-- START Input material --

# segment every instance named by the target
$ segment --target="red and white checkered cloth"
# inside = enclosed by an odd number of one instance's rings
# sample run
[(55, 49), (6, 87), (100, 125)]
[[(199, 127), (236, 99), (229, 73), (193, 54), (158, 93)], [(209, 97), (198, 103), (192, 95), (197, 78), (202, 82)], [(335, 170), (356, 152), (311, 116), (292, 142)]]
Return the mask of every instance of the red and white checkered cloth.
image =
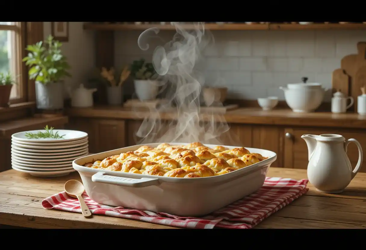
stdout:
[[(101, 205), (84, 192), (82, 196), (92, 213), (190, 228), (250, 228), (306, 193), (308, 180), (267, 177), (257, 192), (201, 218), (184, 217), (122, 207)], [(45, 208), (81, 213), (77, 199), (61, 192), (42, 201)]]

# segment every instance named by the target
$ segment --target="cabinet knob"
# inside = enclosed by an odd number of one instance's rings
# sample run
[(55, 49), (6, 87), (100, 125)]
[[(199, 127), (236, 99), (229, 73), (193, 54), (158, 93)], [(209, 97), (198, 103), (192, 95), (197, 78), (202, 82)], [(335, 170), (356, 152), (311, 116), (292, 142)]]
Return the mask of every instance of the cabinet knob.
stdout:
[(288, 132), (285, 134), (285, 136), (286, 138), (288, 138), (289, 139), (291, 139), (292, 138), (292, 135)]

-- END Input material --

Stated problem. Pull out the part of the material that opens at its very start and closes with the line containing "192), (42, 201)]]", copying it unchanged but leaving the pictures out.

Worked answer.
# segment every instance named by the target
$ segment --target="red and white checkered cloth"
# inside = enclosed by an odd number of one instance's rings
# sample run
[(55, 49), (6, 87), (100, 125)]
[[(199, 127), (236, 99), (229, 73), (193, 54), (158, 93)], [(209, 97), (198, 103), (192, 95), (197, 78), (202, 82)], [(335, 170), (356, 152), (311, 116), (292, 142)]]
Return the mask of every instance of the red and white checkered cloth.
image =
stdout:
[[(101, 205), (84, 192), (82, 196), (92, 213), (190, 228), (250, 228), (306, 193), (308, 180), (267, 177), (257, 192), (201, 218), (184, 217), (122, 207)], [(45, 208), (81, 213), (77, 199), (61, 192), (42, 201)]]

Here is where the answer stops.